* [Exercise brief] Please copy the listing from the line with "If the clump" through the end of the listing, substituting "pale mist" for "white haze" and leaving everything else unchanged.

* [Supplied records]
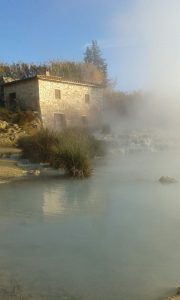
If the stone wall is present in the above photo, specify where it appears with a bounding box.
[38,79,103,129]
[4,78,39,111]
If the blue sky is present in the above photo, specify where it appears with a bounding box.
[0,0,143,90]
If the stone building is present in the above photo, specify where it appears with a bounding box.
[3,75,103,129]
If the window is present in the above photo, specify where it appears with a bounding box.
[55,89,61,99]
[9,93,17,110]
[54,113,66,130]
[85,94,90,104]
[81,116,88,127]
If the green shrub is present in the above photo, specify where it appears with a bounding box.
[18,128,103,178]
[50,129,91,178]
[18,130,58,163]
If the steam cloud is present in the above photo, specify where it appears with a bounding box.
[113,0,180,126]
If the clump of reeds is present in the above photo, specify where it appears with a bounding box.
[18,128,104,178]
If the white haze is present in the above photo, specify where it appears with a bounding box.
[109,0,180,128]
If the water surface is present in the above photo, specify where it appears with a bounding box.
[0,151,180,300]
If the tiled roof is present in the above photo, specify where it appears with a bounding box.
[4,75,103,88]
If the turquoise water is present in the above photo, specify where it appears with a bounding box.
[0,152,180,300]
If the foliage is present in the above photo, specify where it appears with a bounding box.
[18,128,104,178]
[84,40,107,83]
[17,130,58,162]
[0,60,104,84]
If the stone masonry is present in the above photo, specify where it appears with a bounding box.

* [The result]
If the clump of reeds is present in the above photo, specify where it appears with a bounding box.
[18,128,104,178]
If the pale mist is present in the above photo, specify where it appears with a bounding box.
[109,0,180,128]
If the water surface is present in the above photo, specify where it appears with a bounding box.
[0,151,180,300]
If the tiled roof is present in the above photo, specify where it appears with a bounding box.
[4,75,103,88]
If the turquoise water is present in the above photo, specify where it appears with a bounding box.
[0,152,180,300]
If the foliage is present in the above photo, specify where it appears with a bounding box.
[18,128,104,178]
[84,40,107,83]
[17,130,58,162]
[0,60,104,84]
If the stone masonry is present in the above photo, specify where it appears with a bounding box.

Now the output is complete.